### Exercise brief
Select and copy every line in the records below that contains the string "boat". Matching is case-sensitive.

### Location annotation dataset excerpts
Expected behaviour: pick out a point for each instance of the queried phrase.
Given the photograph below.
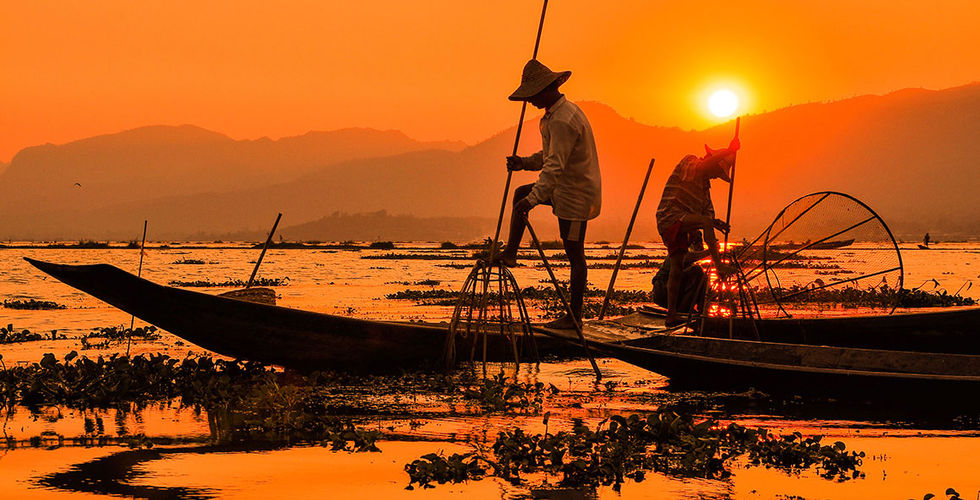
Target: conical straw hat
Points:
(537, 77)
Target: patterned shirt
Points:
==
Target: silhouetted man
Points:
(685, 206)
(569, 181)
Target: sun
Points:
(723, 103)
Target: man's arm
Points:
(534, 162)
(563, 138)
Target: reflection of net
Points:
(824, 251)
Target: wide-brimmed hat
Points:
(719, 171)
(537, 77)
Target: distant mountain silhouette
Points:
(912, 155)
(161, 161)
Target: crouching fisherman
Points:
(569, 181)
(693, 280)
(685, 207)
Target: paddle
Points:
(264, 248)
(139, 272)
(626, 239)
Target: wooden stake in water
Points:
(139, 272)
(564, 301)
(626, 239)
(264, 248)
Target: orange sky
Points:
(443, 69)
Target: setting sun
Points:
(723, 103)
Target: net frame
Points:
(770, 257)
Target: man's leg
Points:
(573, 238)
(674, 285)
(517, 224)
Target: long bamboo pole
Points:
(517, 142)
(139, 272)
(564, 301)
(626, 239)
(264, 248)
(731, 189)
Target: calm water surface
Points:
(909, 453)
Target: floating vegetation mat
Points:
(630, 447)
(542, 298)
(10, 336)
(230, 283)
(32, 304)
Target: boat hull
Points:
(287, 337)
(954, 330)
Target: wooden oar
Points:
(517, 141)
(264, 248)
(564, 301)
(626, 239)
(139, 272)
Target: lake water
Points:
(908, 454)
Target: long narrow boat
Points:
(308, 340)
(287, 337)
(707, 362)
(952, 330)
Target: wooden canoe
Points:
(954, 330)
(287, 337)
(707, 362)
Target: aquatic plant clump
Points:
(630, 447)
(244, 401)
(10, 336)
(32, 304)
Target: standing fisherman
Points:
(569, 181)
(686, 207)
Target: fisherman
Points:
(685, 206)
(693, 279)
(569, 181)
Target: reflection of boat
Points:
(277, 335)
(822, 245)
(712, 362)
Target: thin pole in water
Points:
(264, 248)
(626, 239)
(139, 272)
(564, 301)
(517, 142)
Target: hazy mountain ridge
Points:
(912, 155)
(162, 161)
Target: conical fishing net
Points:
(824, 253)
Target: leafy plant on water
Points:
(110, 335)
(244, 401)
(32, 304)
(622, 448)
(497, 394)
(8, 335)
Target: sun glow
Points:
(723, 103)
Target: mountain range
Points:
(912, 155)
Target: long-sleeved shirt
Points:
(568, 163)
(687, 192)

### Solution
Target: boat hull
Target: long narrow boat
Target: reflection of boat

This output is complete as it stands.